# REQUIREMENT
Please render the records below as a Markdown table with the columns Row and Line, starting with the line that contains "Practice. Spot the woman's neck" and going on through the last line of the records. Number each row and leave out blank lines.

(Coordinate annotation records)

++++

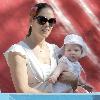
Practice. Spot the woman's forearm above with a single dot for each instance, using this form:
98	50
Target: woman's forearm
28	90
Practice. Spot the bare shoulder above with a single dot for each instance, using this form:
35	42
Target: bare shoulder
16	59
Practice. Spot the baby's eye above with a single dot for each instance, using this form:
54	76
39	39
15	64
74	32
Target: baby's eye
68	50
76	50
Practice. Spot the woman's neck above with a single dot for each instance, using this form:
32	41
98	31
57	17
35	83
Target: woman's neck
33	42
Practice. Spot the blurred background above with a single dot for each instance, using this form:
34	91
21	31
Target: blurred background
80	16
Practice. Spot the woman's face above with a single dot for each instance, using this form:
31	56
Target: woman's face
41	27
73	51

++++

# RESPONSE
| Row | Line |
|---|---|
| 1 | Practice. Spot the woman's neck above with a single dot for each instance, using this form: |
| 2 | 32	41 |
| 3 | 98	31 |
| 4 | 57	17 |
| 5 | 35	83 |
| 6 | Target: woman's neck |
| 7 | 33	42 |
| 8 | Practice. Spot the blurred background above with a single dot for each instance, using this form: |
| 9 | 34	91 |
| 10 | 21	31 |
| 11 | Target: blurred background |
| 12 | 80	16 |
| 13 | Practice. Spot the woman's face above with a single dot for each instance, using this form: |
| 14 | 31	56 |
| 15 | Target: woman's face |
| 16 | 41	27 |
| 17 | 73	51 |